PROBLEM TO SOLVE:
Please transcribe all of the records below word for word, omitting the pictures.

Stored data entries:
• • • •
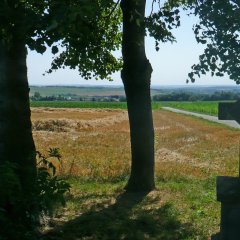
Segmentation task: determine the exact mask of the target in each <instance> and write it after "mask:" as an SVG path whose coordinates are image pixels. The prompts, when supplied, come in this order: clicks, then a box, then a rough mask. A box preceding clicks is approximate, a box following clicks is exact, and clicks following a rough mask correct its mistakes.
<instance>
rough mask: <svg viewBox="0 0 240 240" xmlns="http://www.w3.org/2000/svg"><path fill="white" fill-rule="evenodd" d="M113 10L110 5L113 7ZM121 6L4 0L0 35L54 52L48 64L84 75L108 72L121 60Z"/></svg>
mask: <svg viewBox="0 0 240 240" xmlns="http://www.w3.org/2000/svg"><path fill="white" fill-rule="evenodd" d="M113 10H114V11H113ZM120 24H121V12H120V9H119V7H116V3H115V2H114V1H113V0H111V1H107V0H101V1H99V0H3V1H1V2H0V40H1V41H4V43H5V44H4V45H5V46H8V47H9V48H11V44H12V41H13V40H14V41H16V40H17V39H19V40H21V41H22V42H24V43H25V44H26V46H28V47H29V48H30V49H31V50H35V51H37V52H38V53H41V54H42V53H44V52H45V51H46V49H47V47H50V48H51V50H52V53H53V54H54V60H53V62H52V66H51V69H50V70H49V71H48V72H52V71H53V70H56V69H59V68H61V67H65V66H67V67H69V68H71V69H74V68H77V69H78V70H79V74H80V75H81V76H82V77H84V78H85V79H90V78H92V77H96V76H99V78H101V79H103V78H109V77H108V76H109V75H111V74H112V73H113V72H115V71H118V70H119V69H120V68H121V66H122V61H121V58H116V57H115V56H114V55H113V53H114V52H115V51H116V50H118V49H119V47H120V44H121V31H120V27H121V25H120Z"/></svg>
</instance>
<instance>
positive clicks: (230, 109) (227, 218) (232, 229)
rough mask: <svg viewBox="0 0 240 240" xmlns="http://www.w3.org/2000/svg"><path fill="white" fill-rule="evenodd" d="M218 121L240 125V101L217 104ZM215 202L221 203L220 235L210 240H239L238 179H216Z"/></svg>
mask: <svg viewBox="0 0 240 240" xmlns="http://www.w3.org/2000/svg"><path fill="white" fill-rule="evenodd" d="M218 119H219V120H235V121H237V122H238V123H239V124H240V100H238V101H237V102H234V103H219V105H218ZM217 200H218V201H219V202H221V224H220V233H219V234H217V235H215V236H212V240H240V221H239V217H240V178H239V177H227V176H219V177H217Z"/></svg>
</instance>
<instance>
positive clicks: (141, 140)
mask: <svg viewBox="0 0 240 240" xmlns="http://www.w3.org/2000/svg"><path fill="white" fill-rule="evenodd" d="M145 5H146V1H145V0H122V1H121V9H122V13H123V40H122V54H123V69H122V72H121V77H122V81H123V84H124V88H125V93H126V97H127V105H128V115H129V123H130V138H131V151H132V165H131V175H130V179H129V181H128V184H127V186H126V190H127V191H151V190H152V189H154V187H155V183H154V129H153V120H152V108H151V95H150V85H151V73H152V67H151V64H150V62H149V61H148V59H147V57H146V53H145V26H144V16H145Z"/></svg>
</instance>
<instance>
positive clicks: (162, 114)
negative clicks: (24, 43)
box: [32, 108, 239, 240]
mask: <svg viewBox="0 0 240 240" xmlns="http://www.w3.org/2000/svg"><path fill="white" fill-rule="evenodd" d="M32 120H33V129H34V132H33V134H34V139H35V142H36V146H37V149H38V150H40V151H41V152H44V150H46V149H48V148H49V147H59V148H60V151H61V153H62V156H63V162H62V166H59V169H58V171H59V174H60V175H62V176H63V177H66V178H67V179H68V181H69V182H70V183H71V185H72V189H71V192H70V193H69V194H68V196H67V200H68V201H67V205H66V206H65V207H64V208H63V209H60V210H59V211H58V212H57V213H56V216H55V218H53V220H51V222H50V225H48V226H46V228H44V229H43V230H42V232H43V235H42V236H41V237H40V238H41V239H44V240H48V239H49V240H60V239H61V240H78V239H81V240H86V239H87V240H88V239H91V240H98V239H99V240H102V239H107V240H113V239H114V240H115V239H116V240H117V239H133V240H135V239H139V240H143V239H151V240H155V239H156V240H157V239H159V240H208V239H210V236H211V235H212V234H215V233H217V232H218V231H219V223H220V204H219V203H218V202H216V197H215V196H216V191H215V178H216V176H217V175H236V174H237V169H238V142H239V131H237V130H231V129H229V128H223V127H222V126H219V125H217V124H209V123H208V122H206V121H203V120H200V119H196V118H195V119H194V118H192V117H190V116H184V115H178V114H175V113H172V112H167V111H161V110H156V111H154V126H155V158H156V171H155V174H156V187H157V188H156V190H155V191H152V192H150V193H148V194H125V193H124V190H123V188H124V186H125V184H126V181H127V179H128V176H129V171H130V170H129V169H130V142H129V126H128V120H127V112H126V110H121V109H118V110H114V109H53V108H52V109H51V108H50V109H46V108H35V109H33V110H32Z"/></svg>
• • • •
REPLY:
Segmentation task: determine the exact mask of the target in each <instance> and write it after "mask:" as an SVG path whose coordinates are image pixels. The prompts, when supplied, come in this order: clicks, then a box, then a rough mask. A box preceding clicks is approximate, a box following clicks is exact, and clicks following a rough mask correct its mistakes.
<instance>
rough mask: <svg viewBox="0 0 240 240" xmlns="http://www.w3.org/2000/svg"><path fill="white" fill-rule="evenodd" d="M113 10L110 5L113 7ZM121 6L4 0L0 35L54 52L48 64L84 75L108 72L121 60Z"/></svg>
mask: <svg viewBox="0 0 240 240" xmlns="http://www.w3.org/2000/svg"><path fill="white" fill-rule="evenodd" d="M113 10H114V11H113ZM120 24H121V12H120V9H119V7H116V3H115V2H114V1H113V0H111V1H107V0H101V1H99V0H3V1H1V2H0V40H1V41H4V43H5V44H4V45H5V46H8V47H9V48H11V44H12V41H13V40H14V41H16V40H17V39H19V40H21V41H22V42H24V43H25V44H26V46H28V47H29V48H30V49H31V50H35V51H37V52H38V53H41V54H42V53H44V52H45V51H46V49H47V47H50V48H51V50H52V53H53V54H54V60H53V62H52V66H51V69H50V70H49V71H48V72H52V71H53V70H56V69H59V68H61V67H65V66H67V67H69V68H71V69H74V68H77V69H78V70H79V74H80V75H81V76H82V77H84V78H85V79H90V78H92V77H96V76H99V78H101V79H103V78H109V77H108V76H109V75H111V74H112V73H113V72H115V71H118V70H119V69H120V68H121V66H122V61H121V58H116V57H115V56H114V55H113V53H114V52H115V51H116V50H118V49H119V47H120V44H121V31H120V27H121V25H120Z"/></svg>
</instance>
<instance>
positive clicks: (230, 109) (227, 218) (232, 229)
rough mask: <svg viewBox="0 0 240 240" xmlns="http://www.w3.org/2000/svg"><path fill="white" fill-rule="evenodd" d="M218 121L240 125V101L217 104ZM215 202L221 203L220 235L210 240H239L238 179H216Z"/></svg>
mask: <svg viewBox="0 0 240 240" xmlns="http://www.w3.org/2000/svg"><path fill="white" fill-rule="evenodd" d="M218 119H219V120H235V121H237V122H238V123H239V124H240V100H238V101H237V102H234V103H219V105H218ZM217 200H218V201H219V202H221V224H220V233H219V234H217V235H215V236H212V240H240V221H239V217H240V178H239V177H227V176H219V177H217Z"/></svg>
</instance>
<instance>
positive clicks: (141, 140)
mask: <svg viewBox="0 0 240 240" xmlns="http://www.w3.org/2000/svg"><path fill="white" fill-rule="evenodd" d="M145 5H146V1H145V0H122V1H121V9H122V13H123V40H122V54H123V69H122V72H121V77H122V81H123V84H124V88H125V93H126V97H127V105H128V115H129V123H130V138H131V151H132V165H131V175H130V179H129V181H128V184H127V186H126V190H127V191H151V190H152V189H154V187H155V183H154V129H153V120H152V108H151V95H150V85H151V73H152V67H151V64H150V62H149V61H148V59H147V57H146V53H145V26H144V16H145Z"/></svg>
</instance>
<instance>
positive clicks: (162, 114)
negative clicks: (24, 43)
box: [32, 108, 239, 240]
mask: <svg viewBox="0 0 240 240" xmlns="http://www.w3.org/2000/svg"><path fill="white" fill-rule="evenodd" d="M32 120H33V129H34V132H33V134H34V139H35V142H36V146H37V149H38V150H40V151H41V152H44V150H46V149H48V148H49V147H59V148H60V151H61V153H62V156H63V162H62V166H59V169H58V171H59V174H60V175H62V176H63V177H66V178H67V179H68V181H69V182H70V183H71V185H72V189H71V192H70V193H69V194H68V196H67V200H68V201H67V205H66V206H65V207H64V208H63V209H60V210H59V211H58V212H57V213H56V216H55V218H53V220H51V222H50V225H48V226H46V228H44V229H43V230H42V232H43V235H42V236H41V237H40V238H41V239H44V240H48V239H49V240H60V239H61V240H78V239H81V240H86V239H87V240H88V239H91V240H98V239H99V240H102V239H107V240H113V239H114V240H115V239H116V240H117V239H133V240H135V239H139V240H143V239H151V240H155V239H156V240H157V239H159V240H208V239H210V236H211V235H212V234H215V233H217V232H218V231H219V223H220V204H219V203H218V202H216V197H215V196H216V191H215V178H216V176H217V175H236V174H237V169H238V142H239V131H237V130H231V129H229V128H223V127H222V126H219V125H217V124H209V123H208V122H206V121H203V120H200V119H196V118H195V119H194V118H192V117H190V116H184V115H178V114H175V113H172V112H167V111H161V110H156V111H154V126H155V158H156V171H155V174H156V187H157V188H156V190H155V191H152V192H150V193H148V194H125V193H124V190H123V188H124V186H125V184H126V181H127V179H128V176H129V171H130V170H129V169H130V142H129V126H128V120H127V112H126V110H121V109H118V110H114V109H53V108H52V109H51V108H50V109H46V108H35V109H33V110H32Z"/></svg>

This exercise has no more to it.